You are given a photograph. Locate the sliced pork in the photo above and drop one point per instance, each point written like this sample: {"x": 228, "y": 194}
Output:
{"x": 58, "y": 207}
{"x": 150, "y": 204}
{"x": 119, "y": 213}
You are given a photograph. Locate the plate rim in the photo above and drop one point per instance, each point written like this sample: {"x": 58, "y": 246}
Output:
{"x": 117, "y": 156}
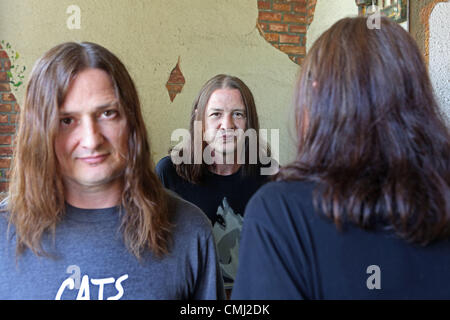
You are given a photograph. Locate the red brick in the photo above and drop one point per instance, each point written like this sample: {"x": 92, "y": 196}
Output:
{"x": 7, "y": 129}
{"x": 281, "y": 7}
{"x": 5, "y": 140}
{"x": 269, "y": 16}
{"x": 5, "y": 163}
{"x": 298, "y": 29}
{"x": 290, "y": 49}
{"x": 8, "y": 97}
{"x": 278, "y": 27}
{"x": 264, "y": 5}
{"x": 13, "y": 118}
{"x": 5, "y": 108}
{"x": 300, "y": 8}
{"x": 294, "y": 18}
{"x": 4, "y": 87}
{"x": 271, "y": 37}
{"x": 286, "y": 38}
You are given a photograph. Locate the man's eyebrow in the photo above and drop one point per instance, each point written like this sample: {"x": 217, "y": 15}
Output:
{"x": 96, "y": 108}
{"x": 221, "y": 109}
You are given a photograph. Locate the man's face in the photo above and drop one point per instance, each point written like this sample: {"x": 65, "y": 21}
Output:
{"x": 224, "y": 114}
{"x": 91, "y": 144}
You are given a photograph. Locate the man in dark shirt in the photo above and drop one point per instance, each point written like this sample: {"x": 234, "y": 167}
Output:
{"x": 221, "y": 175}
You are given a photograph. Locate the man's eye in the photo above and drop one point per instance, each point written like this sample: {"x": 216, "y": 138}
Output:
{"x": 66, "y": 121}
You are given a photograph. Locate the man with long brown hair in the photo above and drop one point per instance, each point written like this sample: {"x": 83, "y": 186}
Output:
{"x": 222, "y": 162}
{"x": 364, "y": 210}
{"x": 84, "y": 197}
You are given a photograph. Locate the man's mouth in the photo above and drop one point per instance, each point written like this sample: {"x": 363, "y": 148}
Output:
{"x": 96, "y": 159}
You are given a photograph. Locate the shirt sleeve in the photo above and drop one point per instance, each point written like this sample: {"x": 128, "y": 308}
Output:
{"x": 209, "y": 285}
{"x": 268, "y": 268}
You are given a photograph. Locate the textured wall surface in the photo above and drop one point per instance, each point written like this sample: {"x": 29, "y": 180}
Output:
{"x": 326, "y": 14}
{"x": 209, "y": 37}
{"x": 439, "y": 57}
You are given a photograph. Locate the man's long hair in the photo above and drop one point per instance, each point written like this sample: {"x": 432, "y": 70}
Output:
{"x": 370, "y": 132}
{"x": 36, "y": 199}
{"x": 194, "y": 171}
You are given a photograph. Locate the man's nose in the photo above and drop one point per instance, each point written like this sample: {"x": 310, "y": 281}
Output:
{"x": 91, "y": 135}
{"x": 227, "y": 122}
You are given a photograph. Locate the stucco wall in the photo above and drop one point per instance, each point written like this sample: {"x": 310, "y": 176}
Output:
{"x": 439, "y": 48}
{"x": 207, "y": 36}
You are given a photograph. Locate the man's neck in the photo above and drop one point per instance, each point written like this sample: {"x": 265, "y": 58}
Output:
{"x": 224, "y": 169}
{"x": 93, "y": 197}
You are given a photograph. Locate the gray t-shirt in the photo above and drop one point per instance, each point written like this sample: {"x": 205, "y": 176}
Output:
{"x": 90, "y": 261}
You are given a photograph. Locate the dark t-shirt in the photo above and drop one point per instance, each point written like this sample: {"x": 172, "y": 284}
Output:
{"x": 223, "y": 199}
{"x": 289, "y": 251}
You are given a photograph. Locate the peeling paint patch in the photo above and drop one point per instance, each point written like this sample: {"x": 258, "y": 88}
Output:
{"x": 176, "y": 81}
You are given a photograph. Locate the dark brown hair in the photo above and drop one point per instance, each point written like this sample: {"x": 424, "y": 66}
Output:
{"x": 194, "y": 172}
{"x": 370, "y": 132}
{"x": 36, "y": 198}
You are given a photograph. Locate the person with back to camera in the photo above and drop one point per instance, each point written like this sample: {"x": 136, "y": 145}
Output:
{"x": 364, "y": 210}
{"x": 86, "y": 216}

───

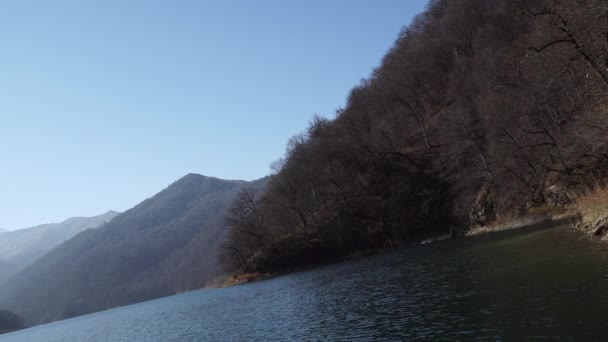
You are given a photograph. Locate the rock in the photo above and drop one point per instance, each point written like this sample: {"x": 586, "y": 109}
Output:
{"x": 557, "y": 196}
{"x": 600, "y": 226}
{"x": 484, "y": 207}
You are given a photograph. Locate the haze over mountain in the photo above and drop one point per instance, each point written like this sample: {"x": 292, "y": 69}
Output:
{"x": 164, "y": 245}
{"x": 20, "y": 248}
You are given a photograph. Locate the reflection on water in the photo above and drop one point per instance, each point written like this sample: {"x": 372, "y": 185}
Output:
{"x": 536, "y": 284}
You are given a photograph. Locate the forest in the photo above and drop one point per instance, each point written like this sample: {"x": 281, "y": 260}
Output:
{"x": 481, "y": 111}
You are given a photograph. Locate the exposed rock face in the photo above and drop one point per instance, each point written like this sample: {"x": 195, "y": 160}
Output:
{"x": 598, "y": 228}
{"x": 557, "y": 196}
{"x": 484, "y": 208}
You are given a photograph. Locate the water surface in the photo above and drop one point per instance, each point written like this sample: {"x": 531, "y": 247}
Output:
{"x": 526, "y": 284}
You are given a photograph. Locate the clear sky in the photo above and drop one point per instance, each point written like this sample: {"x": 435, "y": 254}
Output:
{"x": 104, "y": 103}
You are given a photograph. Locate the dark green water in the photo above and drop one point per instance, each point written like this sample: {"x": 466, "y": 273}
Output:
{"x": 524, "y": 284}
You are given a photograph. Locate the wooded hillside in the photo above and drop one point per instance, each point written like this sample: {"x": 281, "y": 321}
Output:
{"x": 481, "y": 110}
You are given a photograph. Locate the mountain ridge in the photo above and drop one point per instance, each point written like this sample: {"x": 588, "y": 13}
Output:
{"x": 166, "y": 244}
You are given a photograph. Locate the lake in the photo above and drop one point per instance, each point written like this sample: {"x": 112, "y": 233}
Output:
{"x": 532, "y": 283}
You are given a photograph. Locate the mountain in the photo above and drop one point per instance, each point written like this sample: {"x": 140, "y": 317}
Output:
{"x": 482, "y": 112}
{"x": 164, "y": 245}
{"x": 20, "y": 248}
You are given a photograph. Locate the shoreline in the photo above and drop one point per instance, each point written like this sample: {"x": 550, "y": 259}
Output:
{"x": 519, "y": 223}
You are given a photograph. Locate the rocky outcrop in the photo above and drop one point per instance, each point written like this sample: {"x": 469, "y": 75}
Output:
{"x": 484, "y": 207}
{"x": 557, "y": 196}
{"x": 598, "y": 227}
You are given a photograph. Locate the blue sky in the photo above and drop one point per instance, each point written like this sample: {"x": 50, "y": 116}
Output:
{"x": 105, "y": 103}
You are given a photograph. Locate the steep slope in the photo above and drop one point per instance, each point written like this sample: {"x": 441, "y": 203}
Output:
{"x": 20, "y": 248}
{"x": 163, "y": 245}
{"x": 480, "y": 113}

───

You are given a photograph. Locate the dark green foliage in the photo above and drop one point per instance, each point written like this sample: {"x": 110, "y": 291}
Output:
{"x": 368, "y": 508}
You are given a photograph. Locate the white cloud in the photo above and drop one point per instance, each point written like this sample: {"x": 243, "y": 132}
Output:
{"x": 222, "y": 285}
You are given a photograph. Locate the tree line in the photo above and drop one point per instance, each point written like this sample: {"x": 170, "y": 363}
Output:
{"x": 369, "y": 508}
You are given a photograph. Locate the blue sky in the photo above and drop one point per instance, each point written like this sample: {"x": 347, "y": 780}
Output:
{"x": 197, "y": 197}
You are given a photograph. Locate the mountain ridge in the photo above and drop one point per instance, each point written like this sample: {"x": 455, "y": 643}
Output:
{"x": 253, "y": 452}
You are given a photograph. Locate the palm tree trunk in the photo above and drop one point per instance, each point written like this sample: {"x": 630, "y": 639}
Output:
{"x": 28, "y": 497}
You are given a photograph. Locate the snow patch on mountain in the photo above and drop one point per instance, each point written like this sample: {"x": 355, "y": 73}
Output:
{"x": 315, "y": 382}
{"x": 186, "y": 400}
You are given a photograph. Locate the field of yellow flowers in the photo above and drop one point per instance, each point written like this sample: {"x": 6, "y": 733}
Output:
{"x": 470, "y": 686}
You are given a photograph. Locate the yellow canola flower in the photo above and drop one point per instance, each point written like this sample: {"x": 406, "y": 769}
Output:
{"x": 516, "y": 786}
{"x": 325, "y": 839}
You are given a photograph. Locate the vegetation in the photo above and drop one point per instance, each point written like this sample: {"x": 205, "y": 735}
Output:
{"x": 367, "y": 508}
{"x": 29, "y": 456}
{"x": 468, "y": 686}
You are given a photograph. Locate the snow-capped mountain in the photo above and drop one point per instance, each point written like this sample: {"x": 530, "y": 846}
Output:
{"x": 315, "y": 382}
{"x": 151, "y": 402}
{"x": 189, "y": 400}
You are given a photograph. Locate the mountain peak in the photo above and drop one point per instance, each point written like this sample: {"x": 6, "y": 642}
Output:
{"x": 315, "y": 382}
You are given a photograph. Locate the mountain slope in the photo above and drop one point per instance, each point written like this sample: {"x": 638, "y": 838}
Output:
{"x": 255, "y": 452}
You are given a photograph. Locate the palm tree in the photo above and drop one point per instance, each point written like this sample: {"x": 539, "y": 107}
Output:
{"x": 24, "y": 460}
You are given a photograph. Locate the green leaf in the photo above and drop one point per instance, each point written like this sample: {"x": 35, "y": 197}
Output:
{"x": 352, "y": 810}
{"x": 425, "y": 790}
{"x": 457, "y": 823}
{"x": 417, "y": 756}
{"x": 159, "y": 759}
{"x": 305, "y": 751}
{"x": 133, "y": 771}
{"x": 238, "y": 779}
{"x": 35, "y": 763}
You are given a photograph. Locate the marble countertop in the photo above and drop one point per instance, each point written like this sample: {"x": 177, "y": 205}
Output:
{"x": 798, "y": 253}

───

# [課題の説明]
資料の中で「with」という文字列を含む行の数を答えてください。大文字と小文字は区別し、数だけを書いてください。

# [解答例]
2